YOUR GOAL:
The expected output is every entry, repeated word for word.
※ ※ ※
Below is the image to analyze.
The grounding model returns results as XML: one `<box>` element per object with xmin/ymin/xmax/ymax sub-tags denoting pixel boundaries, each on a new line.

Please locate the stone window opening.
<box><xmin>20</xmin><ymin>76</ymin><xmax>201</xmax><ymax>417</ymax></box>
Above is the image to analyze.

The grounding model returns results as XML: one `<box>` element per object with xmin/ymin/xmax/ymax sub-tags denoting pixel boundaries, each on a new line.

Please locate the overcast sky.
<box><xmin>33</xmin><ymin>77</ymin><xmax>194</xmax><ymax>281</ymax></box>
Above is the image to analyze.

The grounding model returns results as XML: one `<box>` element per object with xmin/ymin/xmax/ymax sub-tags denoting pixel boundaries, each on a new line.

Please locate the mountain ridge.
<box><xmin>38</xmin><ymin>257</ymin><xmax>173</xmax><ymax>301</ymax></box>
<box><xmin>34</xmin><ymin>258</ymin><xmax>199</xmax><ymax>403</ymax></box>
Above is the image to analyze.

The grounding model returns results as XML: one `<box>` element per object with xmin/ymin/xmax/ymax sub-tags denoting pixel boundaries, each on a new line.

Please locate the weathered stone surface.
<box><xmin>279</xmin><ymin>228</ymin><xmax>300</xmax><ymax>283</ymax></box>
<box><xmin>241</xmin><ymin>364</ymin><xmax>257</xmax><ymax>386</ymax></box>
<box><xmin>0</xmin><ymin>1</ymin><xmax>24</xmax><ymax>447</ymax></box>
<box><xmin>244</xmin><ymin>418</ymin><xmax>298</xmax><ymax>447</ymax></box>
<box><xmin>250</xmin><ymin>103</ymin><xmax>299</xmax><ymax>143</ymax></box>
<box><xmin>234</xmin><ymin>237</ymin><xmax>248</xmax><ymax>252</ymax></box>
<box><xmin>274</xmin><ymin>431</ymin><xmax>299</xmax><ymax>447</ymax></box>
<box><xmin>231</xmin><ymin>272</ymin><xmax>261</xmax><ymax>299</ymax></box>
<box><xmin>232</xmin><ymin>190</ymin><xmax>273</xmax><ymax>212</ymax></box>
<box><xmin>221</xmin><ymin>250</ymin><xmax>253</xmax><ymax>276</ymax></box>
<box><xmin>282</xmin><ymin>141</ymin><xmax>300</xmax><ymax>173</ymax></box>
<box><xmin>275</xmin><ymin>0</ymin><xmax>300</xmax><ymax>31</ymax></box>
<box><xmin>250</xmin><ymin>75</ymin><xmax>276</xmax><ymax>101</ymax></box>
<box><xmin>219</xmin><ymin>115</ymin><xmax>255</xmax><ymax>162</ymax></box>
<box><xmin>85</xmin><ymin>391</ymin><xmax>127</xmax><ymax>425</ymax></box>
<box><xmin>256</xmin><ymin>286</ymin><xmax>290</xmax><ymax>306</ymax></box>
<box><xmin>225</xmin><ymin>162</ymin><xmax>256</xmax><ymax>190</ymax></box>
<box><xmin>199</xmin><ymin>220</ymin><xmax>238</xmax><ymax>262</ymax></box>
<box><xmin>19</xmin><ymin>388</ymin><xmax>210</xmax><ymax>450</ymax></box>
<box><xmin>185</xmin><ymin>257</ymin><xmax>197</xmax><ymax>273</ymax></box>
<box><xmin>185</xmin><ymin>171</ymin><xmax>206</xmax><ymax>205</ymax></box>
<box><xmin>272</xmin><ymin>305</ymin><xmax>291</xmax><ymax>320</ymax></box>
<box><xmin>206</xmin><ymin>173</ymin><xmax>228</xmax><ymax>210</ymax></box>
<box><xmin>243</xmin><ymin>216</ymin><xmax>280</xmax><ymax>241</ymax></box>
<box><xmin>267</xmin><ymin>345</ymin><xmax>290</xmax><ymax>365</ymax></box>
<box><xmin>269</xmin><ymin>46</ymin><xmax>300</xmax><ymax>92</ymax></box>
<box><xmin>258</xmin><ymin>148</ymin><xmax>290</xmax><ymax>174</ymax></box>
※ ※ ※
TASK OUTPUT:
Below is the image to analyze.
The grounding model returns results as XML: one `<box>` element per object with xmin/ymin/xmax/ymax sub-tags denoting pixel boundaries, each on a new line.

Please locate the stone window opening.
<box><xmin>20</xmin><ymin>76</ymin><xmax>201</xmax><ymax>417</ymax></box>
Above is the image to analyze.

The grounding model returns results as XML: one `<box>` element per object with xmin/ymin/xmax/ymax sub-tags denoting pixel boundaries, each on a new line.

Please locate the overcast sky.
<box><xmin>33</xmin><ymin>77</ymin><xmax>194</xmax><ymax>281</ymax></box>
Above is the image to analyze.

The grounding model returns results as XML: one `<box>` element per object with xmin/ymin/xmax/ymax sub-tags denoting pixel boundaries, each on a new line.

Please locate the mountain ridge.
<box><xmin>38</xmin><ymin>257</ymin><xmax>173</xmax><ymax>301</ymax></box>
<box><xmin>34</xmin><ymin>258</ymin><xmax>199</xmax><ymax>403</ymax></box>
Above is the image to analyze.

The grounding model returns results as XML: one `<box>` element per object with xmin/ymin/xmax/ymax sub-tags denoting pixel boundaries, each on a new line.

Please locate the weathered stone surface.
<box><xmin>279</xmin><ymin>228</ymin><xmax>300</xmax><ymax>283</ymax></box>
<box><xmin>241</xmin><ymin>364</ymin><xmax>257</xmax><ymax>386</ymax></box>
<box><xmin>0</xmin><ymin>1</ymin><xmax>24</xmax><ymax>447</ymax></box>
<box><xmin>244</xmin><ymin>418</ymin><xmax>298</xmax><ymax>447</ymax></box>
<box><xmin>250</xmin><ymin>103</ymin><xmax>299</xmax><ymax>143</ymax></box>
<box><xmin>234</xmin><ymin>237</ymin><xmax>248</xmax><ymax>252</ymax></box>
<box><xmin>274</xmin><ymin>431</ymin><xmax>299</xmax><ymax>447</ymax></box>
<box><xmin>231</xmin><ymin>272</ymin><xmax>261</xmax><ymax>299</ymax></box>
<box><xmin>232</xmin><ymin>190</ymin><xmax>273</xmax><ymax>212</ymax></box>
<box><xmin>221</xmin><ymin>250</ymin><xmax>253</xmax><ymax>276</ymax></box>
<box><xmin>282</xmin><ymin>141</ymin><xmax>300</xmax><ymax>173</ymax></box>
<box><xmin>275</xmin><ymin>0</ymin><xmax>300</xmax><ymax>31</ymax></box>
<box><xmin>250</xmin><ymin>75</ymin><xmax>276</xmax><ymax>101</ymax></box>
<box><xmin>219</xmin><ymin>115</ymin><xmax>255</xmax><ymax>162</ymax></box>
<box><xmin>85</xmin><ymin>391</ymin><xmax>127</xmax><ymax>425</ymax></box>
<box><xmin>256</xmin><ymin>286</ymin><xmax>290</xmax><ymax>306</ymax></box>
<box><xmin>225</xmin><ymin>162</ymin><xmax>256</xmax><ymax>190</ymax></box>
<box><xmin>199</xmin><ymin>220</ymin><xmax>238</xmax><ymax>262</ymax></box>
<box><xmin>19</xmin><ymin>388</ymin><xmax>210</xmax><ymax>450</ymax></box>
<box><xmin>185</xmin><ymin>257</ymin><xmax>197</xmax><ymax>273</ymax></box>
<box><xmin>185</xmin><ymin>171</ymin><xmax>206</xmax><ymax>205</ymax></box>
<box><xmin>272</xmin><ymin>305</ymin><xmax>291</xmax><ymax>320</ymax></box>
<box><xmin>206</xmin><ymin>173</ymin><xmax>228</xmax><ymax>210</ymax></box>
<box><xmin>243</xmin><ymin>216</ymin><xmax>280</xmax><ymax>241</ymax></box>
<box><xmin>267</xmin><ymin>345</ymin><xmax>290</xmax><ymax>365</ymax></box>
<box><xmin>269</xmin><ymin>46</ymin><xmax>300</xmax><ymax>92</ymax></box>
<box><xmin>258</xmin><ymin>148</ymin><xmax>290</xmax><ymax>174</ymax></box>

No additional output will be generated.